▶
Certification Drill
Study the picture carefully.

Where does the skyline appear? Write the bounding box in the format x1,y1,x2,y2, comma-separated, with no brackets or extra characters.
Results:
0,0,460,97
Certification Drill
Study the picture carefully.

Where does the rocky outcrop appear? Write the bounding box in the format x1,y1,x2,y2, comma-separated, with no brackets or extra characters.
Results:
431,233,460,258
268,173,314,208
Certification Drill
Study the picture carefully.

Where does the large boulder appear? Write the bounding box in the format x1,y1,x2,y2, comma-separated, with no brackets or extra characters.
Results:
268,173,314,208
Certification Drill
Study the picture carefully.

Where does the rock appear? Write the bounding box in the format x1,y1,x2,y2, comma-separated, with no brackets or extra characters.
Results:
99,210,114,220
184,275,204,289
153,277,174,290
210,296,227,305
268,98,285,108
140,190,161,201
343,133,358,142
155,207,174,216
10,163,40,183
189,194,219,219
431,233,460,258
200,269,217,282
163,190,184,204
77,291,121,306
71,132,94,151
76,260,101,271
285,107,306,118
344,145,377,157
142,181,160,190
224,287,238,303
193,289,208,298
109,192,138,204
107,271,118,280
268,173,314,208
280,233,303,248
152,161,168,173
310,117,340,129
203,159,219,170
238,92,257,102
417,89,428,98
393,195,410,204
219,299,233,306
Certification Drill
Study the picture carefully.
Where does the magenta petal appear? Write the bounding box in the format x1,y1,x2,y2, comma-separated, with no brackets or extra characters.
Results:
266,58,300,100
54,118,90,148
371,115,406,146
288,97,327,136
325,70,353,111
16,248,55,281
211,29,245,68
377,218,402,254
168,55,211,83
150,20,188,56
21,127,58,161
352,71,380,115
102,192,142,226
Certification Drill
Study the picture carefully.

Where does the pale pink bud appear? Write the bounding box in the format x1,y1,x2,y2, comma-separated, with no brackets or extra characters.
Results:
◀
* _Exercise requirements_:
Render every line of the records above as a Markdown table with the columns n and Line, numbering each row and omitting blank lines.

* _Right answer_:
| n | Line |
|---|---|
| 1 | Certification Drill |
| 2 | Study the picture carefully. |
| 3 | Where does the skyline appear? Write the bounding box in the format x1,y1,x2,y2, comma-separated, with no brackets or extra characters. |
| 4 | Results: |
| 5 | 0,0,460,97 |
| 6 | Certification Drill |
| 7 | Study the picture carefully. |
| 8 | Where does the rocky outcrop appear? Write the bounding box in the format x1,y1,x2,y2, comma-separated, with no brackets or extra characters. |
| 9 | Results: |
| 10 | 431,233,460,258 |
| 11 | 268,173,314,208 |
| 12 | Certification Drill |
| 13 | Study the picture carefully. |
| 14 | Where does the large boulder appear? Write the bounding box in the format x1,y1,x2,y2, comma-separated, with no brackets or extra characters. |
| 15 | Results: |
| 16 | 268,173,314,208 |
| 17 | Certification Drill |
| 18 | Study the picture carefully. |
| 19 | Where does the rock appear? Write the bounding box in the format x1,y1,x2,y2, comma-separated, with no brackets or extra characters. |
| 20 | Results: |
| 21 | 99,210,114,220 |
| 22 | 184,275,204,289 |
| 23 | 153,277,174,290 |
| 24 | 210,296,227,305 |
| 25 | 268,98,285,108 |
| 26 | 140,190,161,201 |
| 27 | 343,133,358,142 |
| 28 | 155,207,174,216 |
| 29 | 10,163,40,183 |
| 30 | 189,194,219,219 |
| 31 | 431,233,460,258 |
| 32 | 200,269,217,282 |
| 33 | 163,190,184,204 |
| 34 | 77,291,121,306 |
| 35 | 71,132,94,151 |
| 36 | 76,260,101,271 |
| 37 | 285,107,306,118 |
| 38 | 344,145,377,157 |
| 39 | 142,181,160,190 |
| 40 | 224,287,238,303 |
| 41 | 193,289,208,298 |
| 42 | 109,192,138,204 |
| 43 | 107,271,118,280 |
| 44 | 268,173,314,208 |
| 45 | 280,233,303,248 |
| 46 | 152,161,168,173 |
| 47 | 310,117,340,129 |
| 48 | 203,159,219,170 |
| 49 | 238,92,257,102 |
| 50 | 417,89,428,98 |
| 51 | 393,195,410,204 |
| 52 | 219,299,233,306 |
| 53 | Certification Drill |
| 54 | Study the picture carefully. |
| 55 | Where does the magenta petal appear? Write the bounding box in the format x1,y1,x2,y2, comma-separated, with no brackets or extra characters. |
| 56 | Results: |
| 57 | 266,58,300,100 |
| 58 | 54,118,90,148 |
| 59 | 371,115,406,146 |
| 60 | 288,97,327,136 |
| 61 | 325,70,353,111 |
| 62 | 16,248,55,281 |
| 63 | 211,29,245,68 |
| 64 | 377,218,402,254 |
| 65 | 168,55,211,83 |
| 66 | 150,20,188,56 |
| 67 | 21,127,58,161 |
| 68 | 352,71,380,115 |
| 69 | 102,192,142,226 |
| 70 | Certification Drill |
| 71 | Study the picture carefully. |
| 72 | Where does the pale pink bud appear? Write the bounding box in the format x1,y1,x2,y2, comma-separated, with no brackets or extra characters. |
| 73 | Results: |